• SOURCE EXTRACT:
◇ ◇ ◇ ◇ ◇

There are some other less common rate limiting vectors like session cookies or user agent headers. In these cases, just like with IP address based limiting we can distribute our connections through multiple sessions or user agents to bypass the rate limit.
Here's how User-Agent headers and cookies can be set in popular HTTP clients:
# Python (httpx)
# ---------------------------------------
import httpx
# Define the proxy URL and headers
proxy = "http://your-proxy-url:port"
headers = {"User-Agent": "YourUserAgent"}
cookies = {"cookie_name": "cookie_value"}
# Make a request using the proxy with headers and cookies
response = httpx.get(
'http://httpbin.dev/headers',
headers=headers,
cookies=cookies,
proxies={"http://": proxy, "https://": proxy}
)
print(response.text)
// Javascript Fetch
// --------------------------------------------
// Define the proxy URL and headers
const proxyUrl = "http://your-proxy-url:port";
const headers = {
"User-Agent": "YourUserAgent",
"Cookie": "cookie_name=cookie_value"
};
// Using fetch with a proxy, headers, and cookies
fetch('http://httpbin.dev/headers', {
method: 'GET',
headers: headers,
agent: new HttpsProxyAgent(proxyUrl) // Requires 'https-proxy-agent' package
})
.then(response => response.text())
.then(data => console.log(data))
.catch(error => console.error('Error:', error));
// Go
// ---------------------------------------
package main
import (
"fmt"
"io/ioutil"
"net/http"
"golang.org/x/net/proxy"
)
func main() {
// Define the proxy URL
proxyURL, _ := proxy.SOCKS5("tcp", "your-proxy-url:port", nil, proxy.Direct)
// Create a new HTTP client with the proxy
httpTransport := &http.Transport{Dial: proxyURL.Dial}
client := &http.Client{Transport: httpTransport}
// Create a new request with headers and cookies
req, _ := http.NewRequest("GET", "http://httpbin.dev/headers", nil)
req.Header.Set("User-Agent", "YourUserAgent")

◇ ◇ ◇ ◇ ◇

• RECORDS TO USE:
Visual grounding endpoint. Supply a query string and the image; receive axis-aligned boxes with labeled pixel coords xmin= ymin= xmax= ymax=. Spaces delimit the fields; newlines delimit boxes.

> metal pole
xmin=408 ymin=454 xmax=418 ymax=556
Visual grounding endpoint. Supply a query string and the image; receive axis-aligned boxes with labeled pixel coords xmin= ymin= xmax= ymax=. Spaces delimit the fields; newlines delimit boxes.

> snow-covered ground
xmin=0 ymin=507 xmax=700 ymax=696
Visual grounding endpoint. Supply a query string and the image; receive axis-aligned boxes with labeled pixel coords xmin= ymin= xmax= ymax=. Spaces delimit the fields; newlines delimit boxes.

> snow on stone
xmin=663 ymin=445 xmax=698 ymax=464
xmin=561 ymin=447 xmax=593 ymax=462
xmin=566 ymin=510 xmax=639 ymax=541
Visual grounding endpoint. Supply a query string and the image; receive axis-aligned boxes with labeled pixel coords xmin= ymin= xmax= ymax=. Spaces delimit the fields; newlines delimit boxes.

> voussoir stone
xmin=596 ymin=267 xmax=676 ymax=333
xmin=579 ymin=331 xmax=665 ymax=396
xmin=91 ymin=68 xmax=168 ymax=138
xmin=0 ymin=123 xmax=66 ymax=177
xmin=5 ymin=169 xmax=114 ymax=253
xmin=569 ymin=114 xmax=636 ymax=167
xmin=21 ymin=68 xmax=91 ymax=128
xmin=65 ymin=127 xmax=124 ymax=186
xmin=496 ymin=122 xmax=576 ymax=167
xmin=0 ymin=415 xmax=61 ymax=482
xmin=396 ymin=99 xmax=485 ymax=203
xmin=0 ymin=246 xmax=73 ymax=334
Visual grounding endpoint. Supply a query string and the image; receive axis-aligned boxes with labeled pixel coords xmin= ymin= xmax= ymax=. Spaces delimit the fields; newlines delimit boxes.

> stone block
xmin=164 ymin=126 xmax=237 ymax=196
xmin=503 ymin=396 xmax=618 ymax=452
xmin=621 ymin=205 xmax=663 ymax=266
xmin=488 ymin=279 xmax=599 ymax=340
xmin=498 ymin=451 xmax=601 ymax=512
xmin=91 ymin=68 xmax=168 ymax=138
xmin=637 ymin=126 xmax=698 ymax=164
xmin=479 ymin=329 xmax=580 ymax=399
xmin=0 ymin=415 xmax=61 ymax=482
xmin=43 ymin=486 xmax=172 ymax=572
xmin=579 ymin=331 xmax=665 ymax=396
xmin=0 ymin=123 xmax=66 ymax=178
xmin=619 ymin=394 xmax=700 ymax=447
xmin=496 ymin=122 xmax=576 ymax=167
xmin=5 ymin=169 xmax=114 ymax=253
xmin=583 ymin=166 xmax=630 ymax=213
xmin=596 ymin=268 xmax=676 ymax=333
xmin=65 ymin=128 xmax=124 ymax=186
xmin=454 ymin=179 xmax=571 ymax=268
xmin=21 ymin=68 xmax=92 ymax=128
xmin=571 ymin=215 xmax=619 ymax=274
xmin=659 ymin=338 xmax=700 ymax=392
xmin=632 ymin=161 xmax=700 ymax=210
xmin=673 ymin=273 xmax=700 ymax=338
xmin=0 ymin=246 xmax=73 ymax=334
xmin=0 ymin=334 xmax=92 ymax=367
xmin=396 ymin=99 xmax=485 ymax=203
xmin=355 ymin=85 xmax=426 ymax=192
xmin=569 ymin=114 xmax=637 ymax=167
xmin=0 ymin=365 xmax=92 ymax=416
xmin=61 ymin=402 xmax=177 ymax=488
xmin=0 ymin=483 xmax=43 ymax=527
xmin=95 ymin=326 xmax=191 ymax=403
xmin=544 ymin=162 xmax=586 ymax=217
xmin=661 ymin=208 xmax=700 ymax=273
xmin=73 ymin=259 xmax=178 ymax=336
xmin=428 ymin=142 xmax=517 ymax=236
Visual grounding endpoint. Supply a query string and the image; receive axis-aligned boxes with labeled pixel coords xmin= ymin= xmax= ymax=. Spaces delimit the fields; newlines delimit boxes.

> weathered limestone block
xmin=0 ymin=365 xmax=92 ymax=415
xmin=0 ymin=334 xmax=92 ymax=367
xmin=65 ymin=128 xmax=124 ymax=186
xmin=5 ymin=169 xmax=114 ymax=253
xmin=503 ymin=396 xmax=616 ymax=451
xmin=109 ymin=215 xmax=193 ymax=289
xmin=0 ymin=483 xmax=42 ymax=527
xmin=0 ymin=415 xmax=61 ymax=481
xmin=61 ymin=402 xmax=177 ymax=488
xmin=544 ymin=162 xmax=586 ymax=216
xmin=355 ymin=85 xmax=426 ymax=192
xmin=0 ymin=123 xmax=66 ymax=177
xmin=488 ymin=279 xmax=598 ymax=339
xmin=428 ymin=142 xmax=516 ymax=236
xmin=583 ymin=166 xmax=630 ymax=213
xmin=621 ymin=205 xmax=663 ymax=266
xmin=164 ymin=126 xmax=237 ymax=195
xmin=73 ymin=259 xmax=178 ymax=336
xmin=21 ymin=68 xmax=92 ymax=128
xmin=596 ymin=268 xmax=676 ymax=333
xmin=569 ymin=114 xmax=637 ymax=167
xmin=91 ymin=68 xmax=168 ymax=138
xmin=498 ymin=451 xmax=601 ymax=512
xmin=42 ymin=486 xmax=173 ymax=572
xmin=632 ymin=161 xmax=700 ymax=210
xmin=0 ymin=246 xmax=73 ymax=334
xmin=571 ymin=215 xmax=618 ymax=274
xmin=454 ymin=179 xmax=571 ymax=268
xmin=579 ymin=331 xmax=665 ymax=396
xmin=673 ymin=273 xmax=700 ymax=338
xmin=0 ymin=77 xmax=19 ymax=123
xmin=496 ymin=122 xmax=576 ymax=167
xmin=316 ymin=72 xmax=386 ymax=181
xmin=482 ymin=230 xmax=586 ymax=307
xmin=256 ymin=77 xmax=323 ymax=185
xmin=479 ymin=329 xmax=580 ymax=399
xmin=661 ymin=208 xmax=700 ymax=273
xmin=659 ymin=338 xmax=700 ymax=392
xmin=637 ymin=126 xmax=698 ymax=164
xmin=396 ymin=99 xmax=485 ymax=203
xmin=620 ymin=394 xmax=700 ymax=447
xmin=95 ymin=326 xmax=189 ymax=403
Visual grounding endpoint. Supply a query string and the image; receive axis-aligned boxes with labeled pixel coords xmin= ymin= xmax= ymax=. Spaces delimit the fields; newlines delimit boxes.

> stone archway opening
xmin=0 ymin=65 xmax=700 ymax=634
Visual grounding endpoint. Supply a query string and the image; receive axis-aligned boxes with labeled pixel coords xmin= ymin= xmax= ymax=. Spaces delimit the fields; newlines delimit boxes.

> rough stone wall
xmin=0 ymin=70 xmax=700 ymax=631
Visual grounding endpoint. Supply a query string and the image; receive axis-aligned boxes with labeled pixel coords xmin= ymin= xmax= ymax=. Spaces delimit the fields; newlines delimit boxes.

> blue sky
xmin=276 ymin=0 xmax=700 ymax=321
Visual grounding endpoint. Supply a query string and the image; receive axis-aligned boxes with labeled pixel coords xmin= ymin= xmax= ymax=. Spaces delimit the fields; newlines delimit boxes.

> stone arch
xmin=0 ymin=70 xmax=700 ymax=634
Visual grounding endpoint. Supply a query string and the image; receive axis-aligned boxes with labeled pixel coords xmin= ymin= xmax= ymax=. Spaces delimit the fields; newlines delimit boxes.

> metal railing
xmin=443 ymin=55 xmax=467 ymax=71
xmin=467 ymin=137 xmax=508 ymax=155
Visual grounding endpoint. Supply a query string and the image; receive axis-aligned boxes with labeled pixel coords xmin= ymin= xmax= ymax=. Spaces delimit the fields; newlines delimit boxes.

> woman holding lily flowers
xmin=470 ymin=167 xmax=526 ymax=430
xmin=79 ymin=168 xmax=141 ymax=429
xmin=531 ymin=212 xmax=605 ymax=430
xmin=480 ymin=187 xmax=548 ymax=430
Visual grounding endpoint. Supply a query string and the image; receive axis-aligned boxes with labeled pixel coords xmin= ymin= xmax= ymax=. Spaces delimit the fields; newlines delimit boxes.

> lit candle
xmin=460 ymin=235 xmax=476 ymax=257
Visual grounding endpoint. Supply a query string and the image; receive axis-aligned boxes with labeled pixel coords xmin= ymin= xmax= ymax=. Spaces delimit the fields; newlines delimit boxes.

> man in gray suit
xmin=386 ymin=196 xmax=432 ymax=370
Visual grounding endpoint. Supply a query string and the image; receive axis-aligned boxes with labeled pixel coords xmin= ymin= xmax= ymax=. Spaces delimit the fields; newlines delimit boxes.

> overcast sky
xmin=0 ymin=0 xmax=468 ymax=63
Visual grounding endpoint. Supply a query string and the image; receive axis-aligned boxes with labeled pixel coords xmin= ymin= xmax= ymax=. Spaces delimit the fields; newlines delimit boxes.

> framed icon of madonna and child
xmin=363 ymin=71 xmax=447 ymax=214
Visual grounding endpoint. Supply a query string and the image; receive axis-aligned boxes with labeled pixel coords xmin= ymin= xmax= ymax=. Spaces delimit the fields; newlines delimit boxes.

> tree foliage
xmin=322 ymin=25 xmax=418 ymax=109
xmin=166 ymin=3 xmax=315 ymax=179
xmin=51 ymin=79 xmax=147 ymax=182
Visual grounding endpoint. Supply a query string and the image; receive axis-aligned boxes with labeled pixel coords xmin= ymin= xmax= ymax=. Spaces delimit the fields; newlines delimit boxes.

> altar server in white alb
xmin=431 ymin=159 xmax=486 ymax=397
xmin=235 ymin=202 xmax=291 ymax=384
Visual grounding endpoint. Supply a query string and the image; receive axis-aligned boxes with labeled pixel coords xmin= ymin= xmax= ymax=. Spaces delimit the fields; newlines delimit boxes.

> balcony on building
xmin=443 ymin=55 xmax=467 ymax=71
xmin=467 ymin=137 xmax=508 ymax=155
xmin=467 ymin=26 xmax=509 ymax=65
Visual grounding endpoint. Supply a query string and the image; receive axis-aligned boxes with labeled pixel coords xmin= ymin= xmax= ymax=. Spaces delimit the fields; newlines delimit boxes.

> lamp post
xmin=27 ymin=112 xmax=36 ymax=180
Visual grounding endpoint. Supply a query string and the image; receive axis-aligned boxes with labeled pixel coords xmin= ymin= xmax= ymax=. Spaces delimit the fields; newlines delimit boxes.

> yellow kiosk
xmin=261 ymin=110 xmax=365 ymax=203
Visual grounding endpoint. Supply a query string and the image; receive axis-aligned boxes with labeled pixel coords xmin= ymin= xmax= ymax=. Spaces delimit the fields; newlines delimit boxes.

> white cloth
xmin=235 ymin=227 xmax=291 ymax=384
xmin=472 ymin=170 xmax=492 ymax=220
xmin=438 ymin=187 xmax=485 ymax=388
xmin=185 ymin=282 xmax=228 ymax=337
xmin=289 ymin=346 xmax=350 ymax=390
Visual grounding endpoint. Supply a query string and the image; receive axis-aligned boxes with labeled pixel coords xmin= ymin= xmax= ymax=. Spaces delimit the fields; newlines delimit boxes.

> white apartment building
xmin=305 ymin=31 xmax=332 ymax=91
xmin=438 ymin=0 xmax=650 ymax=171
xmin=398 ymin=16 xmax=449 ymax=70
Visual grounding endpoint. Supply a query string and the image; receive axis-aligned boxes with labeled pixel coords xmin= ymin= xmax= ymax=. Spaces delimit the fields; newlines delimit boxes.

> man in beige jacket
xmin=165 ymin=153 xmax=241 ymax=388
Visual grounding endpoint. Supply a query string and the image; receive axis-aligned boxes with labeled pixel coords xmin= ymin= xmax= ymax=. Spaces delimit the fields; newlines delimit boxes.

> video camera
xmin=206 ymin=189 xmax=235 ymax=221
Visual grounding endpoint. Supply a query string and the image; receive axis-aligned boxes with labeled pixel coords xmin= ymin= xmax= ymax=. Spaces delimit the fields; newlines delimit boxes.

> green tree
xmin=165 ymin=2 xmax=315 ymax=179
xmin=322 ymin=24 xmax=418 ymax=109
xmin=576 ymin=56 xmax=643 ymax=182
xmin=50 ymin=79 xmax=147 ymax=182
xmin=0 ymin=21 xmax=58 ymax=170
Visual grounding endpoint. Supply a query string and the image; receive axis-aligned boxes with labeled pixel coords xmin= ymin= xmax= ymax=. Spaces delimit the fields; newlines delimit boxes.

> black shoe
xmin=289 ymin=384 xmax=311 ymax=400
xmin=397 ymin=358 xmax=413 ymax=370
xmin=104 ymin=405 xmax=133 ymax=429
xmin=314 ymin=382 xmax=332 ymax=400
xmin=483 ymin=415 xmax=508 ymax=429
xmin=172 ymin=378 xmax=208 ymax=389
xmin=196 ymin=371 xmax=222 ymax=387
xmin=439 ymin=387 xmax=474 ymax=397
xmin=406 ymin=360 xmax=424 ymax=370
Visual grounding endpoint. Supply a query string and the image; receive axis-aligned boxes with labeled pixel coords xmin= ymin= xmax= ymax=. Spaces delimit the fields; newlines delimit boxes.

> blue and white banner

◇ ◇ ◇ ◇ ◇

• GOALS:
A) Return the rows unchanged, from their first line up to and including the line with "xmin=408 ymin=454 xmax=418 ymax=556".
B) Pick up the rate-limiting text after its last line and write what comes next.
The rows have nothing to do with the text on rate limiting.

• OUTPUTS:
A)
Visual grounding endpoint. Supply a query string and the image; receive axis-aligned boxes with labeled pixel coords xmin= ymin= xmax= ymax=. Spaces delimit the fields; newlines delimit boxes.

> metal pole
xmin=408 ymin=454 xmax=418 ymax=556

B)
req.Header.Set("Cookie", "cookie_name=cookie_value")
response, err := client.Do(req)
if err != nil {
fmt.Println(err)
return
}
defer response.Body.Close()
body, _ := ioutil.ReadAll(response.Body)
fmt.Println(string(body))
}
# Rust reqwest
# ----------------------------------
use reqwest::{Client, header};
#[tokio::main]
async fn main() {
// Define the proxy URL
let proxy = reqwest::Proxy::http("http://your-proxy-url:port").unwrap();
// Create a client with the proxy
let client = Client::builder()
.proxy(proxy)
.default_headers({
let mut headers = header::HeaderMap::new();
headers.insert(header::USER_AGENT, header::HeaderValue::from_static("YourUserAgent"));
headers.insert(header::COOKIE, header::HeaderValue::from_static("cookie_name=cookie_value"));
headers
})
.build()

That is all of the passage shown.